• **Records provided**:
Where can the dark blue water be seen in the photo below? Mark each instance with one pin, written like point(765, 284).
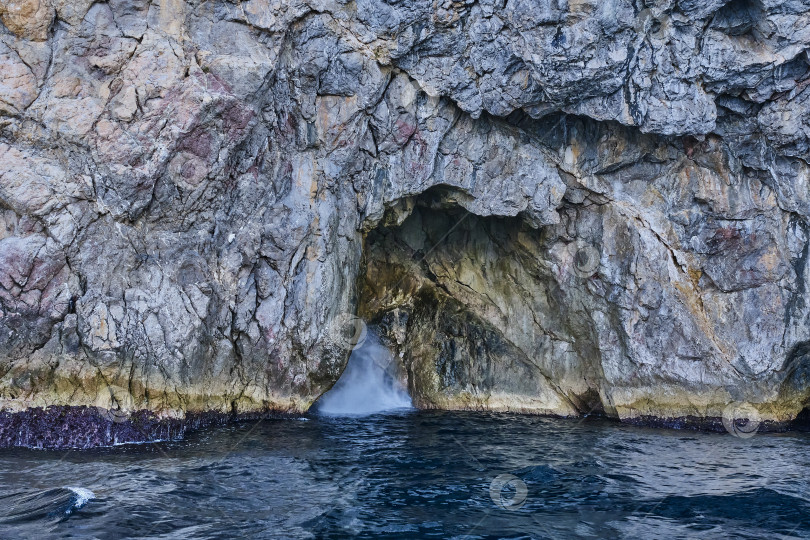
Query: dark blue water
point(417, 475)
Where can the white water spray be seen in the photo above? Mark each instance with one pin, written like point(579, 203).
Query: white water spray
point(368, 385)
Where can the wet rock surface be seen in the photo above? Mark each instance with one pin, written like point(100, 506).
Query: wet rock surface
point(563, 206)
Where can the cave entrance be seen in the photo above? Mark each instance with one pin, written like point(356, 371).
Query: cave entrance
point(472, 309)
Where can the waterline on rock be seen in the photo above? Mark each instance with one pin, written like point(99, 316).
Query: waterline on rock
point(368, 385)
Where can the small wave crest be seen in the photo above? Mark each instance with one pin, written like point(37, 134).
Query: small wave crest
point(46, 505)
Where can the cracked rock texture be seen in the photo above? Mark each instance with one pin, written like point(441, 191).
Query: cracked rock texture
point(192, 192)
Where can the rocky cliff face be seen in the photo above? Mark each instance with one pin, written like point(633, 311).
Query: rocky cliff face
point(551, 206)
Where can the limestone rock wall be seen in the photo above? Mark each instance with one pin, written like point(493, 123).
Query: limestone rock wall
point(191, 192)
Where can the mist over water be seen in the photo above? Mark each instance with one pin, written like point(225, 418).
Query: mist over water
point(368, 385)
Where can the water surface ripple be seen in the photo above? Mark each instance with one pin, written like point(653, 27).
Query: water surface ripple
point(416, 475)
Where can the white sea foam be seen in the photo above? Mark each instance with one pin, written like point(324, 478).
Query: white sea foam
point(82, 496)
point(369, 385)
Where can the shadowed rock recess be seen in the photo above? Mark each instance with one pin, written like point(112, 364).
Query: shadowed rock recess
point(546, 206)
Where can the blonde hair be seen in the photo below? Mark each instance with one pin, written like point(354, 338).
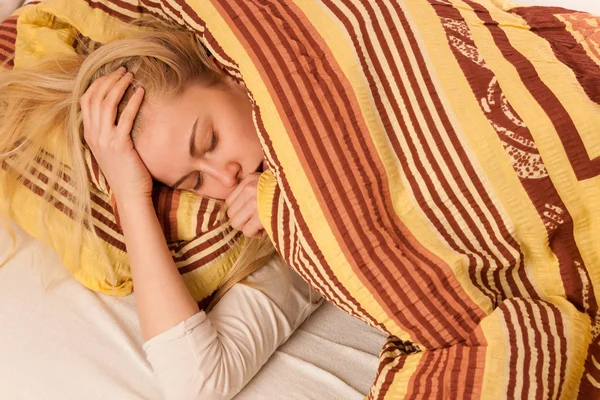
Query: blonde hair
point(39, 110)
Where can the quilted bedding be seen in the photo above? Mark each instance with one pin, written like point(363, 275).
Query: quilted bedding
point(433, 170)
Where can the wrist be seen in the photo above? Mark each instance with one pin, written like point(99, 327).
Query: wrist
point(130, 203)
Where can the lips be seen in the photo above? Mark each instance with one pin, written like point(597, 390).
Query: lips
point(262, 167)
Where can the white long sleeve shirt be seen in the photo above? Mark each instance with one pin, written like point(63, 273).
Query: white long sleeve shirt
point(212, 356)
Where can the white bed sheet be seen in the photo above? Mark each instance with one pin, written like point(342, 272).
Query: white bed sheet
point(67, 342)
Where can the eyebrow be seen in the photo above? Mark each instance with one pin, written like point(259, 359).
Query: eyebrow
point(192, 152)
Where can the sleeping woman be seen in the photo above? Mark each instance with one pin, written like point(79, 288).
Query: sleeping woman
point(155, 108)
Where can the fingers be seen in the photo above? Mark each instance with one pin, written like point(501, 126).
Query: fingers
point(113, 98)
point(100, 87)
point(128, 115)
point(91, 101)
point(244, 185)
point(243, 209)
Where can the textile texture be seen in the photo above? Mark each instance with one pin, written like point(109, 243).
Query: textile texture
point(433, 171)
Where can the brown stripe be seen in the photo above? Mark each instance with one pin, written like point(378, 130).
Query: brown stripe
point(569, 51)
point(485, 267)
point(479, 78)
point(378, 179)
point(512, 348)
point(581, 163)
point(466, 214)
point(331, 279)
point(328, 197)
point(538, 326)
point(550, 351)
point(563, 350)
point(562, 241)
point(525, 348)
point(441, 229)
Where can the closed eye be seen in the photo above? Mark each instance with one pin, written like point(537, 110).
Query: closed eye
point(198, 181)
point(213, 142)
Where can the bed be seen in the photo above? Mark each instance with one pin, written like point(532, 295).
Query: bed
point(66, 342)
point(61, 341)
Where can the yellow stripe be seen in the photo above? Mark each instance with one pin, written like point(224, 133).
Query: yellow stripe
point(470, 123)
point(187, 211)
point(586, 42)
point(582, 199)
point(400, 383)
point(524, 218)
point(32, 27)
point(497, 351)
point(298, 181)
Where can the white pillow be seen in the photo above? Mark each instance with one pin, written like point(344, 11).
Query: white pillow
point(592, 6)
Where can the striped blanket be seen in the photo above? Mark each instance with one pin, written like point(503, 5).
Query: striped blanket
point(433, 171)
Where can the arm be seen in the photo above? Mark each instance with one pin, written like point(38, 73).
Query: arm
point(214, 356)
point(161, 295)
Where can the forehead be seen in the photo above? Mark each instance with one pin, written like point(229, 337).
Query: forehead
point(163, 142)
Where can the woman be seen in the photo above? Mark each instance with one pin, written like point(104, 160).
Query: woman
point(192, 126)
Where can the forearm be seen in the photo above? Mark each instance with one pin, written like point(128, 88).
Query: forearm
point(162, 298)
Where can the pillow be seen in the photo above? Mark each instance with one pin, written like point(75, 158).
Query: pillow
point(433, 170)
point(199, 239)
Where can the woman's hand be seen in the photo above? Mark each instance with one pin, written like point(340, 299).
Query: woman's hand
point(242, 207)
point(111, 144)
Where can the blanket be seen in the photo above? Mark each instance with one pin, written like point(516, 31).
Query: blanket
point(433, 171)
point(201, 241)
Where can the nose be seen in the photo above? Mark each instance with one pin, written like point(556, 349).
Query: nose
point(228, 175)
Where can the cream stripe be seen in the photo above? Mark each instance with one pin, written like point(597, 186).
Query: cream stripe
point(465, 228)
point(518, 348)
point(529, 328)
point(204, 238)
point(558, 352)
point(206, 217)
point(544, 345)
point(191, 259)
point(524, 218)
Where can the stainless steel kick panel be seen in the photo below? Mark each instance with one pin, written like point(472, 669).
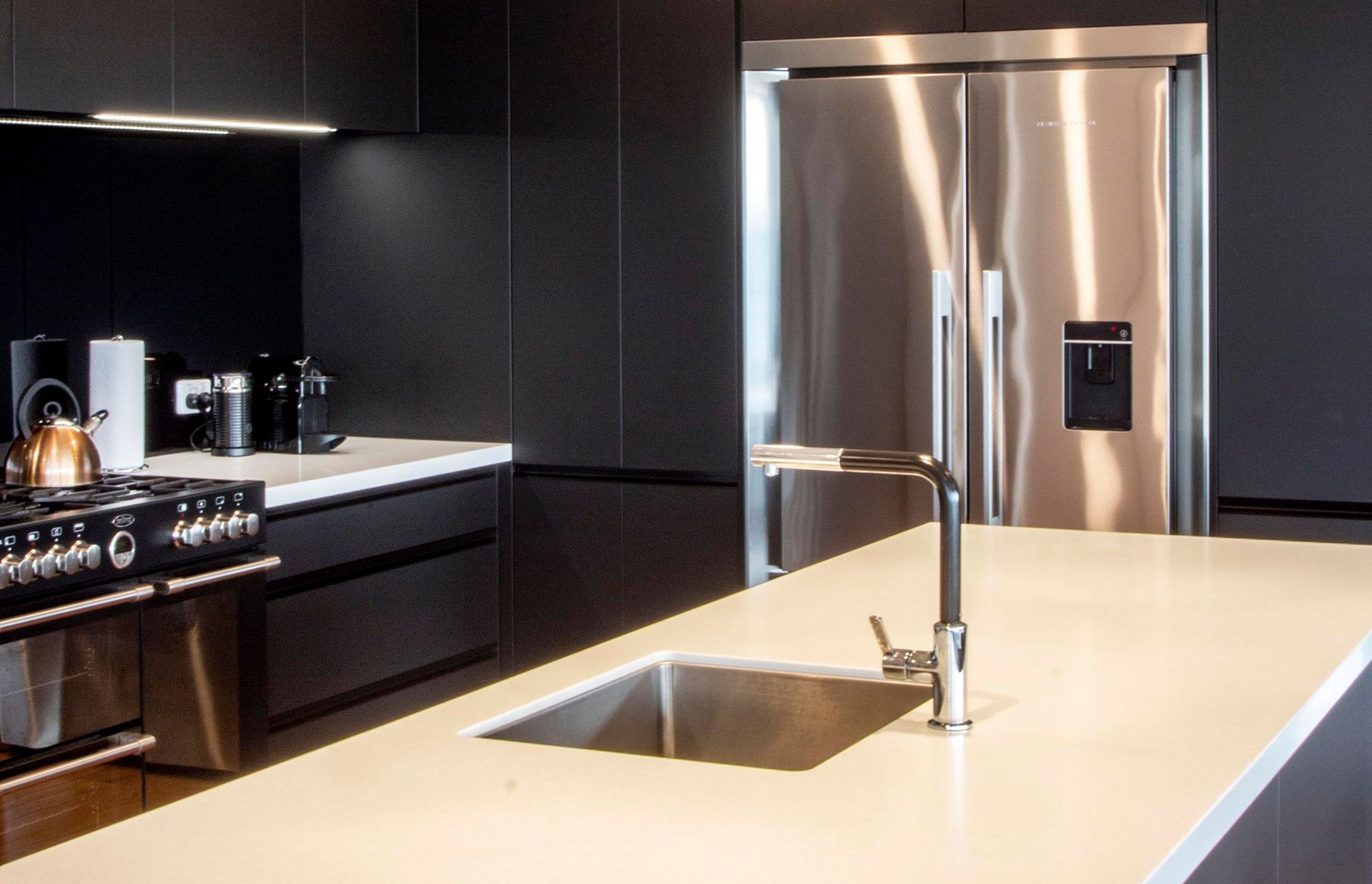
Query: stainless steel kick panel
point(1068, 221)
point(872, 289)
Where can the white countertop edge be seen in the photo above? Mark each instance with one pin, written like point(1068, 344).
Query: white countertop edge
point(1187, 857)
point(382, 477)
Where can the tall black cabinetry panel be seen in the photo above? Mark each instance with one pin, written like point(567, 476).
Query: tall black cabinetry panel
point(565, 202)
point(1293, 400)
point(6, 55)
point(241, 60)
point(800, 20)
point(678, 147)
point(360, 65)
point(568, 567)
point(1034, 14)
point(94, 55)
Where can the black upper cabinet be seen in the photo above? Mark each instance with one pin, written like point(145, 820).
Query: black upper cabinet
point(1034, 14)
point(6, 61)
point(241, 60)
point(799, 20)
point(1293, 400)
point(678, 146)
point(565, 203)
point(94, 55)
point(360, 65)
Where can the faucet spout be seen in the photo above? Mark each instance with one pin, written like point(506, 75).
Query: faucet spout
point(947, 662)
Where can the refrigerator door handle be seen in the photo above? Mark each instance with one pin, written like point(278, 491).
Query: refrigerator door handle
point(992, 397)
point(943, 364)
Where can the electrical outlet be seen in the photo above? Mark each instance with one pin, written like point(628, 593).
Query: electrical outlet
point(187, 389)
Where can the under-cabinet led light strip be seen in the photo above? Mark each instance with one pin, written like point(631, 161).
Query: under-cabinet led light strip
point(87, 124)
point(241, 125)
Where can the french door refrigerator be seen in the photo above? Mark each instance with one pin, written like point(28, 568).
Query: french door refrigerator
point(976, 265)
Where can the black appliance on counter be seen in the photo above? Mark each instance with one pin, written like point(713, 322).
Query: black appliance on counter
point(132, 621)
point(290, 405)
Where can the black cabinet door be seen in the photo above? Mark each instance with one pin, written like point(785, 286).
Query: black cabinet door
point(799, 20)
point(684, 547)
point(678, 147)
point(360, 65)
point(1293, 400)
point(6, 55)
point(94, 55)
point(568, 567)
point(565, 203)
point(1025, 14)
point(241, 60)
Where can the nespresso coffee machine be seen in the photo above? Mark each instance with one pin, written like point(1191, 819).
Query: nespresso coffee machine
point(290, 405)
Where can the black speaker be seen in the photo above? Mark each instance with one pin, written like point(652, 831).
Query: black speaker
point(39, 382)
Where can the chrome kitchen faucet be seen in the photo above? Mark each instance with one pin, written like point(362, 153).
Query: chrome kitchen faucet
point(947, 663)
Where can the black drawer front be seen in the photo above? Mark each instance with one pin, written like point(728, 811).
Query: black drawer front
point(323, 539)
point(342, 637)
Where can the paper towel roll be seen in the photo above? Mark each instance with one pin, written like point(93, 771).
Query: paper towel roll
point(119, 386)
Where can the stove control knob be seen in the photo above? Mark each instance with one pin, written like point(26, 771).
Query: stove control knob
point(27, 569)
point(47, 564)
point(69, 561)
point(190, 534)
point(90, 555)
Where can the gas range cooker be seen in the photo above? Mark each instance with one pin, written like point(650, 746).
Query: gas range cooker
point(124, 525)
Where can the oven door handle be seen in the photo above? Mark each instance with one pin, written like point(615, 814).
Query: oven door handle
point(61, 613)
point(176, 585)
point(121, 746)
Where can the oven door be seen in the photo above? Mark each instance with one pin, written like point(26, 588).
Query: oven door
point(205, 674)
point(69, 714)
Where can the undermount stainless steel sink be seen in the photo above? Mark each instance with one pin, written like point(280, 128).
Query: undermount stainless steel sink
point(722, 714)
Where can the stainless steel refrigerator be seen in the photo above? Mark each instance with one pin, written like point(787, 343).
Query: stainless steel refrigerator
point(980, 265)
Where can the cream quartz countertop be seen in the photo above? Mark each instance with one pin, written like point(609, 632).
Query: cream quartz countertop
point(1132, 695)
point(360, 464)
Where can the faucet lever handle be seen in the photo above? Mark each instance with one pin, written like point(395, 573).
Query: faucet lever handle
point(880, 629)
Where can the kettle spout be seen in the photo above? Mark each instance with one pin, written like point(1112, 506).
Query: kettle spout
point(94, 422)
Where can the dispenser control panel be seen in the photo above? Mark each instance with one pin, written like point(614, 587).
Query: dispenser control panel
point(1098, 377)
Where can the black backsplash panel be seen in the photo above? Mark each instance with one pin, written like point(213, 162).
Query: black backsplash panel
point(192, 245)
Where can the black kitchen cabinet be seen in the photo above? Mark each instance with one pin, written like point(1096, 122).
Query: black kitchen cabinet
point(386, 603)
point(1021, 16)
point(1294, 208)
point(682, 548)
point(595, 559)
point(94, 55)
point(800, 20)
point(6, 57)
point(361, 65)
point(566, 232)
point(568, 567)
point(241, 60)
point(680, 308)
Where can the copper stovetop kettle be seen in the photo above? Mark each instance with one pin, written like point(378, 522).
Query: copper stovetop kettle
point(55, 453)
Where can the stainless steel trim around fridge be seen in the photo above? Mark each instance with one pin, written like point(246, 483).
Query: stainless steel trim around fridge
point(980, 47)
point(171, 587)
point(61, 613)
point(121, 746)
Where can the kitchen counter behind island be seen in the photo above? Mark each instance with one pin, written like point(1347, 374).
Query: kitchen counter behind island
point(1132, 696)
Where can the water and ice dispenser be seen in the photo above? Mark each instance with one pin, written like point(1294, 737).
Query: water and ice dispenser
point(1098, 377)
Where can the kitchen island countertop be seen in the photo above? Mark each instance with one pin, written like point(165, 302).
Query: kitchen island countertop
point(360, 464)
point(1132, 695)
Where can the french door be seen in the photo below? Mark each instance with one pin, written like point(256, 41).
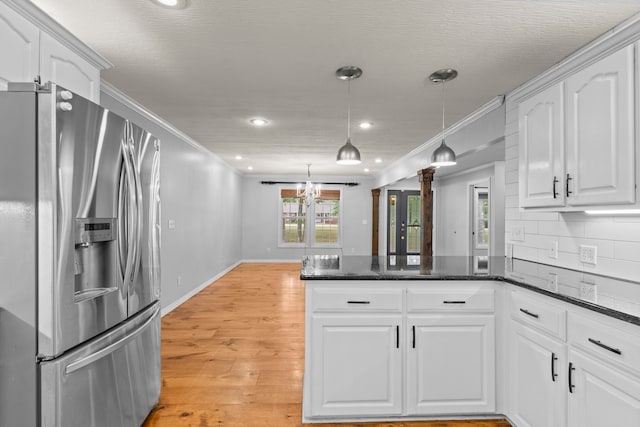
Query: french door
point(403, 222)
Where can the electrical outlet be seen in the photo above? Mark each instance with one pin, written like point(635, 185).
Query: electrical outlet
point(588, 291)
point(517, 233)
point(553, 250)
point(589, 254)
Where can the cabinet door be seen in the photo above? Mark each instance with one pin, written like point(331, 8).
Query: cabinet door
point(356, 365)
point(451, 364)
point(62, 66)
point(541, 149)
point(537, 383)
point(601, 396)
point(600, 132)
point(18, 49)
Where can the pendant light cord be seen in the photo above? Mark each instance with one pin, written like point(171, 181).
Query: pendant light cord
point(443, 110)
point(348, 109)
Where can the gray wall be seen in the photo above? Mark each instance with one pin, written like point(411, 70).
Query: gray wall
point(260, 219)
point(202, 195)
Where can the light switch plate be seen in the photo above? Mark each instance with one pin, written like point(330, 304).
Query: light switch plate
point(553, 250)
point(589, 254)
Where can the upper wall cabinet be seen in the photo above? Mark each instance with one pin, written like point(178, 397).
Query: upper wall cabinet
point(542, 148)
point(29, 49)
point(600, 133)
point(18, 49)
point(61, 65)
point(577, 141)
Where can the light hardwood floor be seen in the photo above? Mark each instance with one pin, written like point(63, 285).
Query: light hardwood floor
point(233, 355)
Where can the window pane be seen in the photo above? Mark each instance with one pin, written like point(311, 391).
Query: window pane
point(327, 224)
point(413, 224)
point(393, 201)
point(293, 223)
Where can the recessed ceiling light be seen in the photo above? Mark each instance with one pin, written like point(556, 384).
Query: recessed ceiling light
point(171, 4)
point(259, 122)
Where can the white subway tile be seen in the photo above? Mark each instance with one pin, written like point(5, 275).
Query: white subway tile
point(627, 251)
point(628, 232)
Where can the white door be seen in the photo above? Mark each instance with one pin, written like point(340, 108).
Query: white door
point(66, 68)
point(357, 365)
point(600, 395)
point(600, 132)
point(541, 149)
point(450, 364)
point(18, 48)
point(537, 371)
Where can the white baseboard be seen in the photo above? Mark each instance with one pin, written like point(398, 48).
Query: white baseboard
point(168, 309)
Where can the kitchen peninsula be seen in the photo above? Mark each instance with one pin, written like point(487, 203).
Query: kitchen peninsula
point(391, 338)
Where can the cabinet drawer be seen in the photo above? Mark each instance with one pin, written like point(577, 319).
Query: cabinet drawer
point(540, 313)
point(450, 300)
point(357, 300)
point(618, 345)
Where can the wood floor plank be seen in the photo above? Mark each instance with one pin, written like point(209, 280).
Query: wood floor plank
point(233, 356)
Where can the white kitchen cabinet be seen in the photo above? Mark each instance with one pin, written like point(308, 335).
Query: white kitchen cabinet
point(600, 394)
point(19, 48)
point(537, 378)
point(356, 367)
point(600, 161)
point(577, 140)
point(450, 364)
point(541, 149)
point(61, 65)
point(29, 50)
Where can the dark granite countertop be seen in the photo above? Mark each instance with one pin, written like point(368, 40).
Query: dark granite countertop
point(613, 297)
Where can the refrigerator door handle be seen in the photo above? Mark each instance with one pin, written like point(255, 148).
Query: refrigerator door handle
point(138, 206)
point(81, 363)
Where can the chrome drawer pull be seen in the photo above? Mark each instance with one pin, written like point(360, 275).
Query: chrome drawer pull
point(606, 347)
point(528, 313)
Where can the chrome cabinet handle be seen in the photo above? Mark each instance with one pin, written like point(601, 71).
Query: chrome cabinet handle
point(570, 375)
point(554, 375)
point(528, 313)
point(606, 347)
point(567, 185)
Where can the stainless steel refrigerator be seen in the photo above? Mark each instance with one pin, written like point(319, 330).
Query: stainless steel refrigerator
point(79, 262)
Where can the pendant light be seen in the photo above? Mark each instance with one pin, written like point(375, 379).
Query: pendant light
point(443, 155)
point(348, 154)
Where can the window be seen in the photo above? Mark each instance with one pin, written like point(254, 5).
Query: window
point(323, 215)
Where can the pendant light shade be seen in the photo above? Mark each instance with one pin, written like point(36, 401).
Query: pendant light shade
point(348, 154)
point(443, 155)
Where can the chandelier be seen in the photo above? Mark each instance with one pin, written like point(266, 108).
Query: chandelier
point(310, 191)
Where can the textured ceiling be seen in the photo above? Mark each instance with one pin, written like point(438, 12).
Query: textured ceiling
point(209, 68)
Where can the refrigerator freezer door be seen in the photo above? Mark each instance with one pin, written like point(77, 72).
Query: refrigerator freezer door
point(17, 261)
point(113, 380)
point(81, 292)
point(145, 285)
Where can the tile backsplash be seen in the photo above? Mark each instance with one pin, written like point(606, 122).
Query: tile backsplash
point(533, 234)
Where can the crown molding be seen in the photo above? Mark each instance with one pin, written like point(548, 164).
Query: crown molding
point(115, 93)
point(50, 26)
point(620, 36)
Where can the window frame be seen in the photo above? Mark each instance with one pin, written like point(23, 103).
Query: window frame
point(309, 221)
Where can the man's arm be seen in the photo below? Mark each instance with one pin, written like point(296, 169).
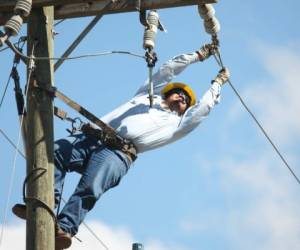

• **Goal of the exercise**: Quote the material above exactly, from the line holding "Where can the crown" through its last line, including both. Omit the pictures.

• **Reply to the exercise**:
Where can the crown molding be seen in the photo above? Mark each instance with one pin, written like point(548, 164).
Query: crown molding
point(115, 93)
point(50, 26)
point(620, 36)
Where can the window frame be seen in the photo above? Mark each instance with one pin, written like point(23, 103).
Query: window frame
point(309, 221)
Where can the man's arm be seen in the photo below? Mark each instance with one pin, written like point(296, 169).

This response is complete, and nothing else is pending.